◆ Prompt ◆
Take the entries below and print, exactly, the stretch from the line containing "Target: spotted sandpiper" through the line containing "Target: white haired man", both included.

◆ Extracted records ◆
-.-.-

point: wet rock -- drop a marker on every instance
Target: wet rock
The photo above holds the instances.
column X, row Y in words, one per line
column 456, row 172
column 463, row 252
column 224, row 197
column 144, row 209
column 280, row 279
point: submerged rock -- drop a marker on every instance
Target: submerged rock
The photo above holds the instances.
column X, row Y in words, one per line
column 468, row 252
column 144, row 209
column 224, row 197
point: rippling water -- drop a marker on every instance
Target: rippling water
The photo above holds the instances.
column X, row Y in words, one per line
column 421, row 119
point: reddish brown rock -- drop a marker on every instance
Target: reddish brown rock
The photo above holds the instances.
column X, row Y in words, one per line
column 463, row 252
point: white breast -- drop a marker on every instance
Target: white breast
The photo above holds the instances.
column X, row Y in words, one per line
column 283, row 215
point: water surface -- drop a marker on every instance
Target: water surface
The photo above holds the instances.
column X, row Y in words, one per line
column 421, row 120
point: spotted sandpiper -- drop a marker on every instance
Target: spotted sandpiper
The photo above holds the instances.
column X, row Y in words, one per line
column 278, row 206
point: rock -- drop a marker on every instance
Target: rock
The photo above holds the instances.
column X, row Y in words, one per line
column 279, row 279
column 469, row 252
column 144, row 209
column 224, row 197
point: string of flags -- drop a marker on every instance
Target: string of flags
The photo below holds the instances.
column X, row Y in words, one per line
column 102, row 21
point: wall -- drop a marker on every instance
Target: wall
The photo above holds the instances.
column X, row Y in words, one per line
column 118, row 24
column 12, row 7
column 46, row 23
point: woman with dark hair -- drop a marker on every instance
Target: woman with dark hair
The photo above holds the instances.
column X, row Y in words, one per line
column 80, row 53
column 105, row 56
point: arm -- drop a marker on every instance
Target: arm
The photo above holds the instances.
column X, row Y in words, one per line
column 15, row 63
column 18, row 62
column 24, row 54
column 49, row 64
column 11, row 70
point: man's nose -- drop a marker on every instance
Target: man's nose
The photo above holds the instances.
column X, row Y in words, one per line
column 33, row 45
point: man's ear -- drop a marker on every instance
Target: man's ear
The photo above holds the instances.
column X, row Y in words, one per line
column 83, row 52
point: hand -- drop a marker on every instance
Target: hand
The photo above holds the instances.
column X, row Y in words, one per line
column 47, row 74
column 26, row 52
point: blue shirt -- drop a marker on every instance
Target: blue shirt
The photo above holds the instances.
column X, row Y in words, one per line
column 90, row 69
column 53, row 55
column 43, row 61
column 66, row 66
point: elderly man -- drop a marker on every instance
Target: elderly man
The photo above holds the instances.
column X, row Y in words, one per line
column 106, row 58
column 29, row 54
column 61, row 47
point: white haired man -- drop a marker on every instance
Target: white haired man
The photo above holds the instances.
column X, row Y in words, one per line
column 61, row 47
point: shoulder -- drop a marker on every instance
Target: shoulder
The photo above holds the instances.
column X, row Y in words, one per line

-.-.-

◆ Answer space ◆
Target: spotted sandpiper
The photo above holds the instances.
column X, row Y in words, one per line
column 278, row 206
point: rock -- drop a marker on every instance
Target: rock
The photo above holds the instances.
column X, row Y in words, one per line
column 279, row 279
column 469, row 252
column 144, row 209
column 224, row 197
point: string of flags -- drop a marker on every instance
Target: string of flags
The photo below holds the instances.
column X, row Y in words, one per line
column 102, row 21
point: wall -- drop a marker on every instance
Target: wall
The photo above holds the instances.
column X, row Y in words, one per line
column 118, row 24
column 12, row 7
column 46, row 23
point: woman with dark hair -- drop a marker on every instance
Target: woman with dark hair
The photo above holds the instances.
column X, row Y in words, one per line
column 80, row 53
column 105, row 56
point: arm -- drop a marker on every instance
Target: arm
The photo above holds the instances.
column X, row Y in words, one per line
column 15, row 63
column 18, row 62
column 24, row 54
column 49, row 64
column 11, row 70
point: man's nose -- drop a marker on every instance
Target: man's nose
The photo above holds the instances.
column X, row Y in words, one per line
column 33, row 45
point: man's ear -- drop a marker on every instance
Target: man's ear
The photo above holds the instances.
column X, row Y in words, one per line
column 83, row 52
point: hand -- drop a marker on every instance
Target: hand
The photo above holds the instances.
column X, row Y in words, one per line
column 47, row 74
column 26, row 52
point: blue shirt -- drop a marker on every instance
Target: blue shirt
The photo above holds the instances.
column X, row Y in words, one per line
column 90, row 69
column 53, row 55
column 43, row 61
column 66, row 66
point: elderly man -- drop a marker on every instance
Target: elderly man
The photo above holds the instances.
column X, row Y in words, one per line
column 106, row 58
column 29, row 54
column 61, row 47
point: white haired man -- drop a marker on every instance
Target: white haired man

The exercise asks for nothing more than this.